Problem details
Extract each line of the material below that contains the string "hillside". Case counts.

[Coordinate annotation entries]

---------------

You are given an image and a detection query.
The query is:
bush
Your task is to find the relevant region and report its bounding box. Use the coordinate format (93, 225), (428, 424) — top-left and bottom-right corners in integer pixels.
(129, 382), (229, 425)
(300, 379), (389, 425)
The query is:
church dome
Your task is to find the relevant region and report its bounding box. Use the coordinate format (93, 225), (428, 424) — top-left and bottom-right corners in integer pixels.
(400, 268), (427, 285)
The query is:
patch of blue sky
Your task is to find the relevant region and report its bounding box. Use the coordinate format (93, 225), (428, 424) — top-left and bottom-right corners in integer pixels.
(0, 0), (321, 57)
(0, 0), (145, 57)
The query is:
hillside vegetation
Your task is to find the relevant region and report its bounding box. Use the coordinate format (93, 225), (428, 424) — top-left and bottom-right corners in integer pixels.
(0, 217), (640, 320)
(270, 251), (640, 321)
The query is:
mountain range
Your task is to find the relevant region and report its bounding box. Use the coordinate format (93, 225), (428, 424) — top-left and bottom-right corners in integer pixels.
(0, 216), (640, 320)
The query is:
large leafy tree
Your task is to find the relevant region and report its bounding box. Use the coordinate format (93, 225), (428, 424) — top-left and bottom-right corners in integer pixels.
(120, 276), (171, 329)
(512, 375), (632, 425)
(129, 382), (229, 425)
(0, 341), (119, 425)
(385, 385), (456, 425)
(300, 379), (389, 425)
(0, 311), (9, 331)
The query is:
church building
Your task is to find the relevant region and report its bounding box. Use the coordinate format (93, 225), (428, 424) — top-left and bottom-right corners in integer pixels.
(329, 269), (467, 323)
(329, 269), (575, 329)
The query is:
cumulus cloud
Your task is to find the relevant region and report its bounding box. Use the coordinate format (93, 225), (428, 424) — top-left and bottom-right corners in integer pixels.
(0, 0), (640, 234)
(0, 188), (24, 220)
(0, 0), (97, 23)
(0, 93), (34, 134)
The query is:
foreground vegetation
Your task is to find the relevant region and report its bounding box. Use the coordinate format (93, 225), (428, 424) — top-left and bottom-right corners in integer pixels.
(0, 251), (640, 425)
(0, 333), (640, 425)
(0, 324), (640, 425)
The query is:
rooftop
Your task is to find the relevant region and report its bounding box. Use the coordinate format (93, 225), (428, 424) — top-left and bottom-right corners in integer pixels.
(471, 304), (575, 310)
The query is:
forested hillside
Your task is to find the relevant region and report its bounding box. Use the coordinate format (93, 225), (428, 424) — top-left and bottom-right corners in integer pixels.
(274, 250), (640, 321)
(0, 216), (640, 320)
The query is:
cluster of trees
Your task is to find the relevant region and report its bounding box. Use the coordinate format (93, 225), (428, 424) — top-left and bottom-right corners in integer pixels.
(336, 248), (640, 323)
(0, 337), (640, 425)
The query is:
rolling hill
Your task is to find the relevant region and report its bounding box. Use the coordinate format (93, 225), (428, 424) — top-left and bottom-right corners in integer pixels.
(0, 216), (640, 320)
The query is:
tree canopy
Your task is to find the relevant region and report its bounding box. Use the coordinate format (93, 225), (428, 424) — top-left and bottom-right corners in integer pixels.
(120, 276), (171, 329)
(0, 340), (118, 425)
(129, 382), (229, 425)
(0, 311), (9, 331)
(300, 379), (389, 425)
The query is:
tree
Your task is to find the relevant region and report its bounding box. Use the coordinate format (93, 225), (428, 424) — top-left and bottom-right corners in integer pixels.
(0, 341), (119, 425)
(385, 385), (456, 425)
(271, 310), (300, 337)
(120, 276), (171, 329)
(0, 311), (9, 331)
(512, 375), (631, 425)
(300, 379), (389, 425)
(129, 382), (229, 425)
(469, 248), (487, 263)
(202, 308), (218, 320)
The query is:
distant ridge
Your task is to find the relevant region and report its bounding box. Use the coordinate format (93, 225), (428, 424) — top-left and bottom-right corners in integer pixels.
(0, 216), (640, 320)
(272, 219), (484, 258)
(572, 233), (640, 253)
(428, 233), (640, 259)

---------------

Right answer
hillside vegetation
forested hillside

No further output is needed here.